Stored data:
---------------

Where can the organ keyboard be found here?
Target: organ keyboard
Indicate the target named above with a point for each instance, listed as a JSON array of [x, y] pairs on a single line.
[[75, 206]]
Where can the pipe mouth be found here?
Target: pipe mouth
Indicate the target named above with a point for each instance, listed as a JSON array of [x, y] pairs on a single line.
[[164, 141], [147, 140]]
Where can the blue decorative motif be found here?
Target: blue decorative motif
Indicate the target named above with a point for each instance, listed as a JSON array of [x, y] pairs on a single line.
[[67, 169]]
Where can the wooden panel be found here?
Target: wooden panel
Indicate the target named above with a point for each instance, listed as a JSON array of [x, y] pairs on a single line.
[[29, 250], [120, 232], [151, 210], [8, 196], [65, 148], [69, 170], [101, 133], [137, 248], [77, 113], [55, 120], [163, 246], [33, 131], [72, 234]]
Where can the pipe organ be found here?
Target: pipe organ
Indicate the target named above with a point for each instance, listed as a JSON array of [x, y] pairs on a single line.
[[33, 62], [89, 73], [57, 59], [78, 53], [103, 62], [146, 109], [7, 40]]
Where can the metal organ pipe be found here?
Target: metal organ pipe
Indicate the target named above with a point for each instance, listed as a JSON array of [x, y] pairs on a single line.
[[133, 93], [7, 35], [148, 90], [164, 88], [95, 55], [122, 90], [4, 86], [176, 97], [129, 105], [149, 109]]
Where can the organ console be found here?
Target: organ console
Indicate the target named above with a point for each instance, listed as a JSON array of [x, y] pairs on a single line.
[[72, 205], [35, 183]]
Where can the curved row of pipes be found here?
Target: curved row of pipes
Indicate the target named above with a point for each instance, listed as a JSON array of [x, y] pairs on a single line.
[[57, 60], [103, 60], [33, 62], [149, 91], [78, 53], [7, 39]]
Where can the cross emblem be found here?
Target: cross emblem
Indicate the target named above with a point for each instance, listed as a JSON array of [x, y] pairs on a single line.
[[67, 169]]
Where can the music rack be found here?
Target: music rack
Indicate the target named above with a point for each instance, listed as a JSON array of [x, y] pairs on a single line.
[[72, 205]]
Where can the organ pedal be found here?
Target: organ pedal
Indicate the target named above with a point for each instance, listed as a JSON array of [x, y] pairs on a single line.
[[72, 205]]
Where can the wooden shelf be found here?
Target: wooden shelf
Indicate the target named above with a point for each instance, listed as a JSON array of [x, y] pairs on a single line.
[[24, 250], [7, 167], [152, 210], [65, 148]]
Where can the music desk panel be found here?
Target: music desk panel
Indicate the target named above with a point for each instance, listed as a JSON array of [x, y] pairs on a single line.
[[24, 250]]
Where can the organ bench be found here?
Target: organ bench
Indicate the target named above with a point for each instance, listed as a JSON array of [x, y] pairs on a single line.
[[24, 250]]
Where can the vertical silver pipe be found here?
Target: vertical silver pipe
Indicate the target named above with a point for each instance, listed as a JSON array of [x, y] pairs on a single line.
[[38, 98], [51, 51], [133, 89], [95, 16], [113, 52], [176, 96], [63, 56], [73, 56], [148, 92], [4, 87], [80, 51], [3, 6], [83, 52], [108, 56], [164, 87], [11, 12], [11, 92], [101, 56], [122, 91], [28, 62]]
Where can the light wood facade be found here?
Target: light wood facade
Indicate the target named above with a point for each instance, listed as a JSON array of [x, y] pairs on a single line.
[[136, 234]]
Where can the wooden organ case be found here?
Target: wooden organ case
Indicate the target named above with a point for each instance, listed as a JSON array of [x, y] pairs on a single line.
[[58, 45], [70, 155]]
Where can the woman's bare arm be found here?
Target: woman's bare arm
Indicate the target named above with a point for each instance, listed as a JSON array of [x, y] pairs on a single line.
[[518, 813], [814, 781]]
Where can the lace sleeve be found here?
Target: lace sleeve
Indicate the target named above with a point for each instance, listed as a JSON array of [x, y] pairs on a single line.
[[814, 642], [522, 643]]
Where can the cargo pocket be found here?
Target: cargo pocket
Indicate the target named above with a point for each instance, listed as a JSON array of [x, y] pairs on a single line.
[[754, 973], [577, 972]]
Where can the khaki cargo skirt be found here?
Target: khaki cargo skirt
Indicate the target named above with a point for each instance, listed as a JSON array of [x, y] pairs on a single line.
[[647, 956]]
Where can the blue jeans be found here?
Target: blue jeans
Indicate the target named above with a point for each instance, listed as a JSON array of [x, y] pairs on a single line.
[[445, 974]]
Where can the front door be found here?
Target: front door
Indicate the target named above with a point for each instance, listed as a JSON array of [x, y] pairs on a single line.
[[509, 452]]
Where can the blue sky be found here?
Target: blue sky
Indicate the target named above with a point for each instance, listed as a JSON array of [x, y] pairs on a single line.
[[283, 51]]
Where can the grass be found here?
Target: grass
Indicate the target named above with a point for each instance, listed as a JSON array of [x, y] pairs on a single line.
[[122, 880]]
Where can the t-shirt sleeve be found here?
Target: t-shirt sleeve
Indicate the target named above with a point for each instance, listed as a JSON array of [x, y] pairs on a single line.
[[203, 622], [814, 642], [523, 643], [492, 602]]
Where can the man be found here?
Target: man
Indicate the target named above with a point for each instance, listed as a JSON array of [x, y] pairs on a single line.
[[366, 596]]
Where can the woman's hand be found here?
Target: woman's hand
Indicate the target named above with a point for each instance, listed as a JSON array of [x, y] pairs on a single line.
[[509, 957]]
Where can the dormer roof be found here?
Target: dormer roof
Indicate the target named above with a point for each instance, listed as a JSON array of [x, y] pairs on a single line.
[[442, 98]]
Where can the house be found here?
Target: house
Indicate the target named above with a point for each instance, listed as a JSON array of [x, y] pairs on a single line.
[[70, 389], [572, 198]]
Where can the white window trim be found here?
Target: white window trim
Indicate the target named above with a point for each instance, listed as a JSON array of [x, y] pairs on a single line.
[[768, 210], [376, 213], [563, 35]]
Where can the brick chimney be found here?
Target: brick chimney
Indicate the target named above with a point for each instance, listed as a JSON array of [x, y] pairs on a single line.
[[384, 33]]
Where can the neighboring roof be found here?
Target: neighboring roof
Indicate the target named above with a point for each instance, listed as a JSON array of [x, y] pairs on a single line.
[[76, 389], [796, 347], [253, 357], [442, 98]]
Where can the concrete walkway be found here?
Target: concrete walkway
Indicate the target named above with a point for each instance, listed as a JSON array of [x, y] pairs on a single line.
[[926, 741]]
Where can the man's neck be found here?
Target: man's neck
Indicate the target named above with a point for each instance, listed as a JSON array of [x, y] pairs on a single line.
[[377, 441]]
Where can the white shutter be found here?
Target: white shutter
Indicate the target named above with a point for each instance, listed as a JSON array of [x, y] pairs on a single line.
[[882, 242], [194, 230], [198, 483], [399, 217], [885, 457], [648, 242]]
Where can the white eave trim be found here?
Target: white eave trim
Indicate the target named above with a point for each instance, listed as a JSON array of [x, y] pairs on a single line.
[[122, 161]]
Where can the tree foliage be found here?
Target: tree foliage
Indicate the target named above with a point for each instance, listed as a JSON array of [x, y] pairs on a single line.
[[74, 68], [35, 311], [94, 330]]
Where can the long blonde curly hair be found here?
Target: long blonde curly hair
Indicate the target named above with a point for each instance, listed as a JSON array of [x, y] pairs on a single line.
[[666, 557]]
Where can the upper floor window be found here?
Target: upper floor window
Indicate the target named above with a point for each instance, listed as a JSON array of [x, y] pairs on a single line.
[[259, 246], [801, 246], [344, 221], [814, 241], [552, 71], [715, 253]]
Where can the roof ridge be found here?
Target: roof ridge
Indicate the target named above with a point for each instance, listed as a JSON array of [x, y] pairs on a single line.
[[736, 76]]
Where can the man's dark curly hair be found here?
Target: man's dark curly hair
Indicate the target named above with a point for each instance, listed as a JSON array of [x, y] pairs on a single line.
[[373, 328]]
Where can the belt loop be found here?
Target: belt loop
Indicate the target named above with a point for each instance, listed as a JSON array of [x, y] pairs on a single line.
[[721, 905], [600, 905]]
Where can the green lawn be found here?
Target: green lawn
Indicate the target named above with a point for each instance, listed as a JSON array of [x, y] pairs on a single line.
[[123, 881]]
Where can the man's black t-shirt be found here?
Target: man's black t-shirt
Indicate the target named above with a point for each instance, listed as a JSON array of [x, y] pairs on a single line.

---------------

■ **TRY IT**
When a line in the data contains "walkway", return it as written.

■ **SOLUTION TO THE PROBLEM**
Where can the concrete walkway be found here?
Target: concrete walkway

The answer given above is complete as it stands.